Will freight operators serve as a canary in the retail coal mine?

Discussion
Photo: Getty Images/KingWu
Nov 01, 2022

The Wall Street Journal in the space of 11 days has published two articles on the drop in freight demand reported by some of the biggest long haul freight companies in the U.S. The trucking firms are raising an alarm of sorts as they have seen demand for their services wane somewhat at a time when they normally are at their busiest.

A piece published on Saturday said that declining demand has led spot market volume to soften, and that may have a ripple effect into longer term contracts that make up the bulk of the business.

“The fourth quarter is generally the peak of the holiday shipping season. However, judging by the feedback from our clients, this peak will be muted versus historic norms,” David Yeager, CEO of the trucking and rail freight services firm Hub Group, told analysts on the company’s third quarter earnings call last week. “Beyond 2022, we do acknowledge the potential for a continued softening economy, but we believe that we are positioned for success as we’ve taken several important steps to improve our resiliency in a down market.

Hub Group’s volume was down six percent year-over-year in the third and eight percent in October.

“The growth in U.S. import volume has run out of steam, especially for cargo from Asia,” Ben Hackett, founder of Hackett Associates and the author of the  National Retail Federation’s Global Port Tracker report, said in a statement. “Recent cuts in carrier shipping capacity reflect falling demand for merchandise from well-stocked retailers, even as consumers continue to spend. Meanwhile, the closure of factories during China’s October Golden Week holiday along with the Chinese government’s continuing ‘Zero Covid’ policy have impacted production, reducing demand for shipping capacity from that side of the Pacific as well.”

[Referring expression grounding data]
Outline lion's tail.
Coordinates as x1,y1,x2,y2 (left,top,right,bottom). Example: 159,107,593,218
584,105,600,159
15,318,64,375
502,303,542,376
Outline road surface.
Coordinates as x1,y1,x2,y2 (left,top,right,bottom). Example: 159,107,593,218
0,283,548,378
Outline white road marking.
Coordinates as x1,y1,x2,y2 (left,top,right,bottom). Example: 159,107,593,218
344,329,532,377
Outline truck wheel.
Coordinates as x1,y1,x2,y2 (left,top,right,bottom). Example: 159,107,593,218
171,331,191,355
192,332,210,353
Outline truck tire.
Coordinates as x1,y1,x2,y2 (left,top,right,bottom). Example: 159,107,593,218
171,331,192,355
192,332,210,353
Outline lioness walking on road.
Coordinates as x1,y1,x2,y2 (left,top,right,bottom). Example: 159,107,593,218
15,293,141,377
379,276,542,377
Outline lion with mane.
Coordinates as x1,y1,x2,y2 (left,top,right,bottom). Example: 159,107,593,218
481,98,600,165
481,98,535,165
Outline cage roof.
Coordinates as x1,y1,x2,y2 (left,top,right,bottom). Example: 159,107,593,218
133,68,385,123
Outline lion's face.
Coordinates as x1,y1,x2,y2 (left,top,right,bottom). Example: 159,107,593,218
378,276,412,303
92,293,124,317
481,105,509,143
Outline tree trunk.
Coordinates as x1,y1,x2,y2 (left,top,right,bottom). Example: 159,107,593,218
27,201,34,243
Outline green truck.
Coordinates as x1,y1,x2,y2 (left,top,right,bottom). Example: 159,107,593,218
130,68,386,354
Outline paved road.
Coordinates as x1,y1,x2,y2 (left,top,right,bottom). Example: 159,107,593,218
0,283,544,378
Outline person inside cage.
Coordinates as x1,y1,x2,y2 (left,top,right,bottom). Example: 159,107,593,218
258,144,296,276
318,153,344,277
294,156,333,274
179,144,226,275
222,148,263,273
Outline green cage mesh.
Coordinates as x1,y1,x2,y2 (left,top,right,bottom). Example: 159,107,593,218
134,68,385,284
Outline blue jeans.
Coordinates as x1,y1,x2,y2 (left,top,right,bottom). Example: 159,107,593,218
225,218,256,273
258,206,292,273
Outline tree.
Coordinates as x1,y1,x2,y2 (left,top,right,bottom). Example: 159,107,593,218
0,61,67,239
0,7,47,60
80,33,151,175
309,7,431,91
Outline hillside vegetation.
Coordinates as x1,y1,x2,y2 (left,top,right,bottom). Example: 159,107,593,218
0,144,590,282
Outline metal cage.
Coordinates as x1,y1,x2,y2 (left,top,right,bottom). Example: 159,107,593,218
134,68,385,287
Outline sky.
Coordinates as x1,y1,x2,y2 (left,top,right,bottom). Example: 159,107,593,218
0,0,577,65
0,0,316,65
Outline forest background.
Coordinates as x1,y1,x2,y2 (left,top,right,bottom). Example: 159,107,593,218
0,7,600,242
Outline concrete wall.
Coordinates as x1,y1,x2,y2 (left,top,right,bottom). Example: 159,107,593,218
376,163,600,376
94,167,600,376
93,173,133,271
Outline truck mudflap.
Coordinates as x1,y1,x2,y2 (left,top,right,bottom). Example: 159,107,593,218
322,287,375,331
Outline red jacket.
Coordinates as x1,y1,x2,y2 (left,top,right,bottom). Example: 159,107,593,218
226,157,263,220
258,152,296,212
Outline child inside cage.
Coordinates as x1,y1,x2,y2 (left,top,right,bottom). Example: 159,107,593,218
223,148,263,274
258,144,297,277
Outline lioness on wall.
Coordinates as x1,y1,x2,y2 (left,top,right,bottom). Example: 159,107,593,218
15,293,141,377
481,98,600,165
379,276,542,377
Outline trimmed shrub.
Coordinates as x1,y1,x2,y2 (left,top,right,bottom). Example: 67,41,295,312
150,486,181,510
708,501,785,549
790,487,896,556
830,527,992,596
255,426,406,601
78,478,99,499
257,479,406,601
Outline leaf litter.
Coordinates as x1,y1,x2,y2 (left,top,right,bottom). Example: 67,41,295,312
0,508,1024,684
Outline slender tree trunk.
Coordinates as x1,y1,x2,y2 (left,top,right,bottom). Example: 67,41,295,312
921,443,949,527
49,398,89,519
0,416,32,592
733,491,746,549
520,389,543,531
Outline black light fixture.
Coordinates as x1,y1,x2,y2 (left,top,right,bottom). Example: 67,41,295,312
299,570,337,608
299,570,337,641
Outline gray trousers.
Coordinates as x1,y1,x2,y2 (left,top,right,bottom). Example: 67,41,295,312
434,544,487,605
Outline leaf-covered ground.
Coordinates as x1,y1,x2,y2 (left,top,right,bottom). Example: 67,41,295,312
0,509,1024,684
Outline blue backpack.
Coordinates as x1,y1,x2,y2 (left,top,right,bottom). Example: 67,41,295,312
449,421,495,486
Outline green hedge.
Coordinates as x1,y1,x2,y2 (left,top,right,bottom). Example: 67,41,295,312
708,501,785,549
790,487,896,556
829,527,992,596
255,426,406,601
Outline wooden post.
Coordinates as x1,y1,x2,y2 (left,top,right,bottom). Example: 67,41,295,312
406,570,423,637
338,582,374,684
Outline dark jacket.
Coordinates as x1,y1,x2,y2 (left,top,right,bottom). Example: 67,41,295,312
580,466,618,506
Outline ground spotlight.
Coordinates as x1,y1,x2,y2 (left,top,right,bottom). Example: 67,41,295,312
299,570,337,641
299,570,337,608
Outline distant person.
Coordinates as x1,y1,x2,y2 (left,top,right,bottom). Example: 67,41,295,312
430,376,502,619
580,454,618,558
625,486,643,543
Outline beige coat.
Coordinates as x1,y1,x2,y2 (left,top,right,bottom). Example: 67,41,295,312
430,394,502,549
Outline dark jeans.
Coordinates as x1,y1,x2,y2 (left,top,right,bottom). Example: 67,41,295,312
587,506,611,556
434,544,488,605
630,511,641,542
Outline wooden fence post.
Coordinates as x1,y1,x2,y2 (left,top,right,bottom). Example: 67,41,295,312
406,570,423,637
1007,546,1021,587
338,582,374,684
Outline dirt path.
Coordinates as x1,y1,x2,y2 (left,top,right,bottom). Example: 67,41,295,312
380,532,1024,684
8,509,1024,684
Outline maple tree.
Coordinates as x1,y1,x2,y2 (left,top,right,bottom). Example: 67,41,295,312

**Problems to solve**:
• a. In the article on freight demand, shorten the paragraph beginning "The Wall Street Journal in the space of 11 days" while keeping its main facts.
• b. According to the article on freight demand, by how much was Hub Group's volume down year-over-year in October?
This material has no connection to the article on freight demand.

**Responses to the tasks**:
• a. Within 11 days, The Wall Street Journal ran two articles on a drop in freight demand reported by some of the largest U.S. long haul freight companies. These trucking firms are raising an alarm because demand for their services has weakened during what is normally their busiest time.

• b. It was down eight percent.